#### Work instructions:
Nothing but the lines from the one containing "e.g. point(13, 141)" to the end of the data should be copied, exactly, and the pictures stay out.

Records for processing Block Start

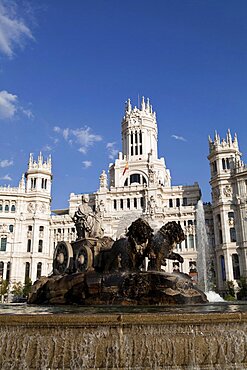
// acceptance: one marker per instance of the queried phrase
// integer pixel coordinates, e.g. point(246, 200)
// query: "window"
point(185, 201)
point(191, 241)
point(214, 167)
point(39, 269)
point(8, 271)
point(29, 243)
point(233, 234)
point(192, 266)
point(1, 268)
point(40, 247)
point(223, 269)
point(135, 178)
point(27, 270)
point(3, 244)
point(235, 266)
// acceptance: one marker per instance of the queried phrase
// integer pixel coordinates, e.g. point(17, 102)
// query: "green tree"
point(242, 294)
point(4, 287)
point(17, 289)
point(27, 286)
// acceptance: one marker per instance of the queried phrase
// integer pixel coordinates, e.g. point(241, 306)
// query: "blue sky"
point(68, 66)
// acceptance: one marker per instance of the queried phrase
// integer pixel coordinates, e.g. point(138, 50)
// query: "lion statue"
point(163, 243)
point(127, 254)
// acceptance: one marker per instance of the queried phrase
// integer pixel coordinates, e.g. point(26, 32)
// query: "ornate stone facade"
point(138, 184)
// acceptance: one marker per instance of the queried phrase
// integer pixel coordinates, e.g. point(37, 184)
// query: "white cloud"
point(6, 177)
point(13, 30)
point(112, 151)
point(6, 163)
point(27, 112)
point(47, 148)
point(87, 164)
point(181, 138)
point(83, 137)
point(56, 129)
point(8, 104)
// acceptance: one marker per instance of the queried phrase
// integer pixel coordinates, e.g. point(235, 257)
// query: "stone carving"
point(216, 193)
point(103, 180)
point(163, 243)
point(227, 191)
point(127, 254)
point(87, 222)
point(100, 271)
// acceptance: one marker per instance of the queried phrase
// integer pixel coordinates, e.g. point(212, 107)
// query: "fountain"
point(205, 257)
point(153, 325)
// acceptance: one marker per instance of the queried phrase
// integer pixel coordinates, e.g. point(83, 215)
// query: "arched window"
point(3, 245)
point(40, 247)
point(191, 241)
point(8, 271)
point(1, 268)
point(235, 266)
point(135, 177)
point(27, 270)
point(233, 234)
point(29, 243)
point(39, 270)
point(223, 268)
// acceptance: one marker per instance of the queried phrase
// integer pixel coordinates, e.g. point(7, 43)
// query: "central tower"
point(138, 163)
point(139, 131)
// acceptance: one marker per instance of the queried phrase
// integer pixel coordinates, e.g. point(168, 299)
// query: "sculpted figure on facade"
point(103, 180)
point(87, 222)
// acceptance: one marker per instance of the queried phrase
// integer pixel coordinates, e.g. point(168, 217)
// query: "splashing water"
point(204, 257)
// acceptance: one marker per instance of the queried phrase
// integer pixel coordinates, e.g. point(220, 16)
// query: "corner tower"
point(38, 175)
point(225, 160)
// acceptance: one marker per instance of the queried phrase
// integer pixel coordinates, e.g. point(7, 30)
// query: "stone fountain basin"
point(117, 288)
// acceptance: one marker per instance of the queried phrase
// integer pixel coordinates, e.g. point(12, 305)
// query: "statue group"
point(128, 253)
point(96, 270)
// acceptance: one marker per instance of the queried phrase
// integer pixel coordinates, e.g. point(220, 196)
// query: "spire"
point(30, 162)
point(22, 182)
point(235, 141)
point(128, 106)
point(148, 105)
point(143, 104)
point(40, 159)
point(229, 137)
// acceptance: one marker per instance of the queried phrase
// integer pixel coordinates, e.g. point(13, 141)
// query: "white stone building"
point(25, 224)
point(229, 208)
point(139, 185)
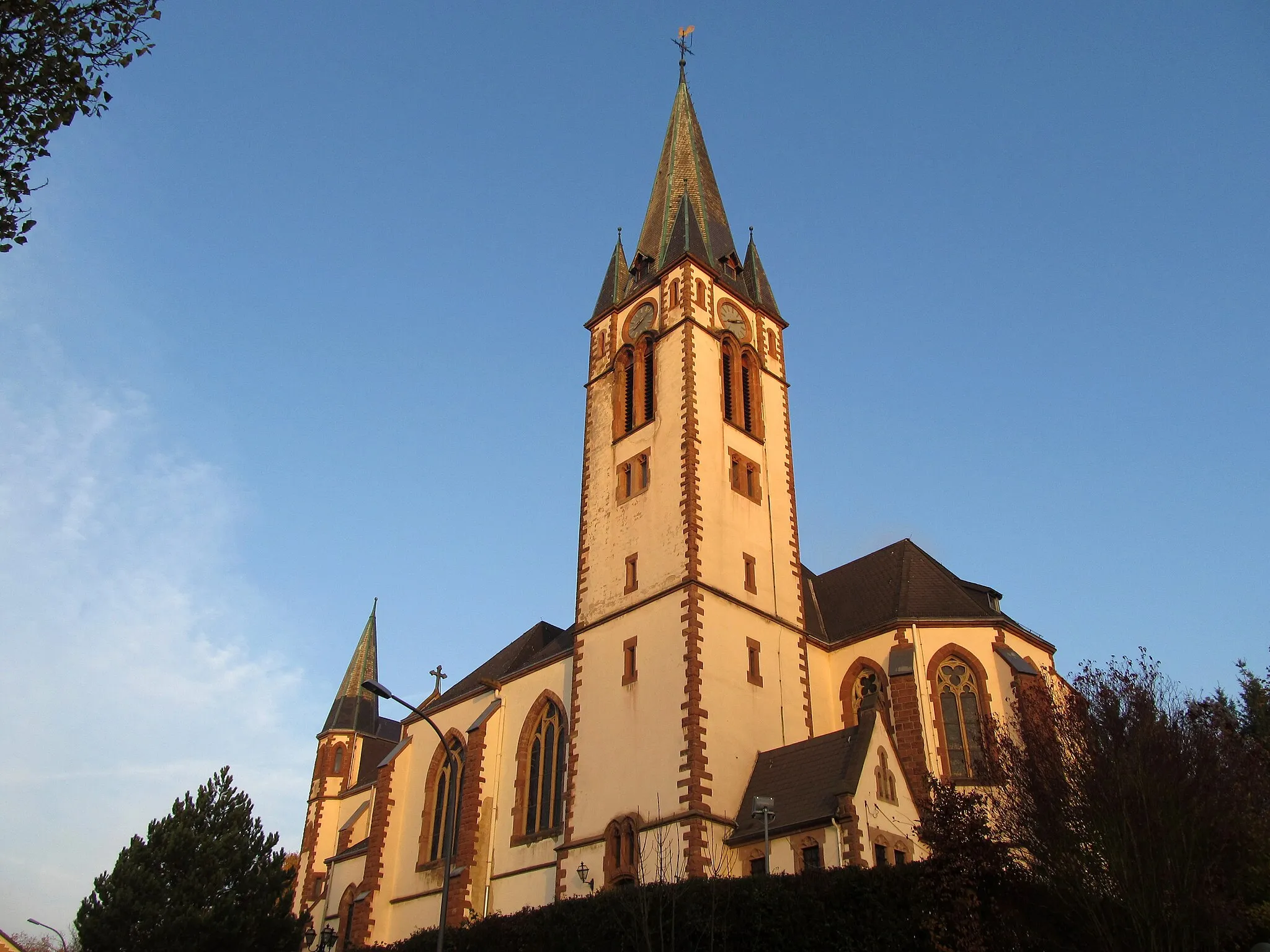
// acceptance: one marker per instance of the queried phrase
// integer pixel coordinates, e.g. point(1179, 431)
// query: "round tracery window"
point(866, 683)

Records for processing Block End

#### Solution to the exercise:
// integer pixel coordinates, e.g. point(13, 141)
// query: "white stone building"
point(25, 224)
point(229, 208)
point(139, 185)
// acceptance: one marker per instance of the queried phrase
// integer pixel coordinates, e.g. point(1179, 431)
// query: "round tracery window"
point(866, 683)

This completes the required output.